(BRIEF): Put every line of the records below into a JSON list of strings, one string per line, leaving out blank lines.

*-*-*

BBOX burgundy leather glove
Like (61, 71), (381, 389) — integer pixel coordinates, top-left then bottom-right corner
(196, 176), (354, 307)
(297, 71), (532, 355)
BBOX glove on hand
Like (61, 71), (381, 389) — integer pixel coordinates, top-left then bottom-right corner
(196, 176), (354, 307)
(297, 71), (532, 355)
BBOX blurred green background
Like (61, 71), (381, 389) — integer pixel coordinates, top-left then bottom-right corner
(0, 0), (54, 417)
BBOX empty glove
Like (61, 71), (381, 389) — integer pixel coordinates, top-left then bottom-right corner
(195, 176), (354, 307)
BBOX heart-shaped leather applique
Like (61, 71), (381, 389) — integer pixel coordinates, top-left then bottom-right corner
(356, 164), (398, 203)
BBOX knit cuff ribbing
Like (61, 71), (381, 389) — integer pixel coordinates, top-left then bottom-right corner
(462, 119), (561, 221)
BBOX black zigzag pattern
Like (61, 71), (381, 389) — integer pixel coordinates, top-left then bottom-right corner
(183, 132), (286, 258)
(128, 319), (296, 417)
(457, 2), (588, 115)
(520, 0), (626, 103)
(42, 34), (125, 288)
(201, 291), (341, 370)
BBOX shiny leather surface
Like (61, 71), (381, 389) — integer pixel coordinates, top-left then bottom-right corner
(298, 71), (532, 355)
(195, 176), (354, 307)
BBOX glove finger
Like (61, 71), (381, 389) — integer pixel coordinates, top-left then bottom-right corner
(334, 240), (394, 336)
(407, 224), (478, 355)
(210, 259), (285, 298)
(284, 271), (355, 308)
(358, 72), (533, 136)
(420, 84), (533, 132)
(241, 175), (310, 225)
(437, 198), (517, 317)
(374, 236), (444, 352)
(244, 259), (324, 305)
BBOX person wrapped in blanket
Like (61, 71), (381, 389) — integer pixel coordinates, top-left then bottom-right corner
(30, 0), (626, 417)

*-*-*

(COMPLETE OUTPUT):
[
  "BBOX burgundy leather glove",
  "Like (61, 71), (381, 389) — integer pixel coordinates, top-left then bottom-right corner",
  "(196, 176), (354, 307)",
  "(297, 71), (532, 355)",
  "BBOX glove on hand",
  "Like (61, 71), (381, 389) — integer pixel coordinates, top-left then bottom-right corner",
  "(196, 176), (354, 307)",
  "(297, 71), (532, 355)",
  "BBOX blurred green background",
  "Like (61, 71), (381, 389) — integer pixel coordinates, top-left then bottom-right corner",
  "(0, 0), (54, 417)",
  "BBOX empty glove",
  "Like (61, 71), (381, 389) — integer pixel coordinates, top-left then bottom-right corner",
  "(195, 176), (354, 307)",
  "BBOX heart-shaped leather applique",
  "Like (61, 71), (381, 389) — integer pixel coordinates, top-left then bottom-right corner",
  "(356, 164), (398, 203)",
  "BBOX knit cuff ribbing",
  "Like (61, 71), (381, 389) — integer pixel coordinates, top-left then bottom-right corner",
  "(462, 119), (561, 221)",
  "BBOX black zigzag pattern",
  "Like (61, 71), (381, 389) — integer pixel coordinates, top-left then bottom-right corner",
  "(183, 132), (286, 258)",
  "(128, 319), (296, 417)",
  "(457, 2), (588, 115)",
  "(520, 0), (626, 103)",
  "(42, 34), (125, 288)",
  "(201, 291), (341, 370)",
  "BBOX shiny leather surface",
  "Like (61, 71), (381, 389) — integer pixel coordinates, top-left then bottom-right corner",
  "(298, 71), (532, 355)",
  "(195, 176), (354, 307)",
  "BBOX glove finger",
  "Like (61, 71), (381, 389) — integer pixel coordinates, top-left then bottom-right corner",
  "(334, 240), (394, 336)",
  "(407, 224), (478, 355)",
  "(210, 259), (285, 298)",
  "(284, 271), (355, 308)",
  "(358, 72), (533, 136)",
  "(420, 84), (533, 132)",
  "(241, 175), (310, 225)",
  "(437, 198), (517, 317)",
  "(374, 236), (444, 352)",
  "(244, 259), (324, 305)",
  "BBOX person wrapped in blanket",
  "Like (61, 71), (381, 389) — integer pixel coordinates, top-left then bottom-right corner",
  "(30, 0), (626, 417)"
]